+++ TEXTO DE ORIGEN
Holy Motors es su quinto largometraje, dentro de una trayectoria muy pausada, no siempre por voluntad propia. Debutó en el festival de Cannes de 1984 con Chico conoce chica, un ágil ejercicio de homenaje adolescente al espíritu y a ciertas formas de Godard; la resonancia que alcanzó ese filme le permitió rodar poco después la primera de sus obras maestras, Mala sangre, un título que es un guiño deliberado a Rimbaud, quien en el segundo fragmento de Una temporada en el infierno, titulado “Mala sangre”, escribe entre sus maravillosas exclamaciones esta jaculatoria: “¡Qué siglo de manos! Yo nunca dominaré mi mano.” Alex, el protagonista de Mala sangre (Denis Lavant), es requerido por unos gangsters para el robo de un milagroso antídoto que podría salvar a la humanidad de una nueva plaga infecciosa (el sida ya causaba víctimas en 1986, fecha de la película), y lo que buscan en él es precisamente la velocidad de su larga mano. Alex no la domina, y podría decirse que Carax, que tiene para la escritura fílmica una de las manos más portentosas del cine contemporáneo, tampoco. Los amantes del Pont-Neuf siguió en 1991, y a esa segunda obra maestra delirante del director le sucedió en 1999 Pola X, en gran parte fallida adaptación de la novela de Herman Melville Pierre o las ambigüedades, que Carax transpuso a una Francia escindida entre la vie de château y la banlieu parisina de los emigrantes.

 

 

Trece años han pasado, así pues, antes de que Carax, que fue perdiendo fulgor a medida que sus películas cobraban la mefítica fama de traer desgracias y bordear el ridículo, haya realizado la tercera y turbadora obra maestra de su filmografía. Aunque el cine de Carax ha sido siempre proclive a los géneros, con atisbos del gothick, del gore, de la ciencia-ficción y el thrillerHoly Motors alcanza el apogeo de todos ellos, añadiendo, en las única escenas sentimentales de una película que elude el romanticismo de las emociones, el musical. Carax es también una rara avis en las riquísimas bandas sonoras de sus películas, que trabaja cuidadosamente, con músicas preexistentes (desde Mahler a David Bowie) o escritas ex profeso, nunca puestas para rellenar sino para dar un contrapunto a la textura dramática de la historia. Los dos números musicales de Holy Motors desafían con toda bravura (y superan) los abismos de la ridiculez. En el primero, la larga secuencia del interior y la azotea de la Samaritaine, los grandes almacenes cercanos al Pont-Neuf abandonados y llenos de derrelictos antes de su reconversión inmobiliaria sirven de grandioso féretro a la canción de despedida que interpreta Kylie Minogue, en un estilo que evoca el de las tragedias cantadas de Demy (Los paraguas de Cherburgo, Una habitación en la ciudad). Pero hay otro posterior, que marca el fin de la jornada del protagonista, Monsieur Oscar, su regreso al hogar personificando al “hombre de la casa”, y la canción excelente del vocalista masculino para mí desconocido nos introduce muy sugestivamente en una casa de muñecas en la que los juguetes son simios amorosos.
++++++
+++ EXTRACTOS DE DATOS
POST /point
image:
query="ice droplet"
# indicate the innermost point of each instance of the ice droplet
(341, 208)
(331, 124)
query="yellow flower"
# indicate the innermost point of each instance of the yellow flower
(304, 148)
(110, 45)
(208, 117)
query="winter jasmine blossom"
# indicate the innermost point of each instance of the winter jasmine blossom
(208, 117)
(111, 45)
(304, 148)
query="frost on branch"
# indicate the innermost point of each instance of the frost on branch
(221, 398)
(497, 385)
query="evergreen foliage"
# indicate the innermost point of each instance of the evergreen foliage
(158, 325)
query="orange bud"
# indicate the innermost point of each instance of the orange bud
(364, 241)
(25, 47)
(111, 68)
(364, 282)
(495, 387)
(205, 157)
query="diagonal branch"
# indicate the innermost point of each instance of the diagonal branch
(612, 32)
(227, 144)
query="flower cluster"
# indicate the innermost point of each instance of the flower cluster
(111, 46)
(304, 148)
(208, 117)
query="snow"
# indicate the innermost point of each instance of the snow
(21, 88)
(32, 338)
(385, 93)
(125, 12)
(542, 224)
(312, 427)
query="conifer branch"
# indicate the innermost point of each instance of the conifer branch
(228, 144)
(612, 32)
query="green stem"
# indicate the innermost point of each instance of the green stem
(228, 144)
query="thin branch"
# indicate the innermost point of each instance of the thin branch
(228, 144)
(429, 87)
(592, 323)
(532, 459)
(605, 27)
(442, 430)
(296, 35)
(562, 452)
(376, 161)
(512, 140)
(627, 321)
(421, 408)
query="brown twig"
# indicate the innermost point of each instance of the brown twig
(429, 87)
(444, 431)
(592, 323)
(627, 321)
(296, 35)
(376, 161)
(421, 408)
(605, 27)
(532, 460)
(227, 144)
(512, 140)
++++++
+++ EXTRACTOS DE DATOS
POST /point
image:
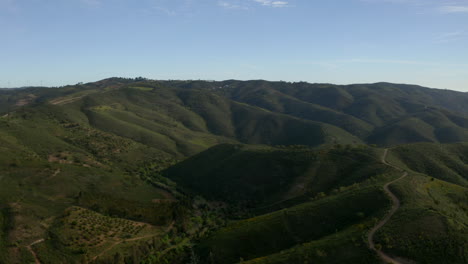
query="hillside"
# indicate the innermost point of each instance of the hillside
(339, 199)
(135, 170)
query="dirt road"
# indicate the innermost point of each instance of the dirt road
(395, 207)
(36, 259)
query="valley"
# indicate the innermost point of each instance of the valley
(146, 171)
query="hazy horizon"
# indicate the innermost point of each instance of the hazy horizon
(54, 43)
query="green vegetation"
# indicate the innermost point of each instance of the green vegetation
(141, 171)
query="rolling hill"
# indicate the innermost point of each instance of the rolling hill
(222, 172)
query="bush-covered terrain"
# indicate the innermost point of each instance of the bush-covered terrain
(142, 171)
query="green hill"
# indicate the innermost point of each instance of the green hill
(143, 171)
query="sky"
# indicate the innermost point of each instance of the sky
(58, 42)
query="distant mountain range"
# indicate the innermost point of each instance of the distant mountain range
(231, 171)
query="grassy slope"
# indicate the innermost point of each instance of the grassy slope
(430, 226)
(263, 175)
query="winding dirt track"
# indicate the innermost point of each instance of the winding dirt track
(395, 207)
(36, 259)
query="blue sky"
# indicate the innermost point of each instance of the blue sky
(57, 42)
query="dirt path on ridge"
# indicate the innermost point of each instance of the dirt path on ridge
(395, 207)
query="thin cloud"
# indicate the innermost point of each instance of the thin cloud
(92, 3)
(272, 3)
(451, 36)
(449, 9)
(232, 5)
++++++
## [TAREAS PENDIENTES]
a. Extraiga de los registros todas las líneas que contengan la cadena "frost", distinguiendo entre mayúsculas y minúsculas.
b. Prosiga el texto sobre Holy Motors y la filmografía de Carax a partir de su última oración.

## [RESULTADOS POR TAREA]
a.
query="frost on branch"
# indicate the innermost point of each instance of the frost on branch

b.
 

Con la suprema libertad del rapto lírico, con el uso medido del paroxismo, con el sinsensentido como norma, Holy Motors presenta un viaje al fondo de la noche contemporánea, un retrato al sesgo del subsuelo de la vida violenta, que el propio director resumió así: “veinticuatro horas de la vida de un ser que viaja de vida en vida, como un asesino solitario y frío yendo de una presa a otra […] a veces hombre, a veces mujer, a veces joven, a veces viejo moribundo […] asesino, mendigo, director general, criatura monstruosa, trabajador, padre de familia”. Es una descripción veraz e incompleta. En los doce personajes que Lavant interpreta, caracterizándose ante nosotros cada vez en el camerino del interior de la limusina que le lleva por París, hay un ejecutor y una víctima, y la identidad cambiante nunca revela el enigma: ¿está su bárbara crueldad impuesta por él mismo, o se la imponen los dueños de la ficción capital que rige el mundo? Y la sutileza, la fragilidad del sanguinario, ¿resulta a menudo tan radiantemente bella por el esfuerzo de un alma singular o porque tiene detrás el gran aparato de la perfección técnica?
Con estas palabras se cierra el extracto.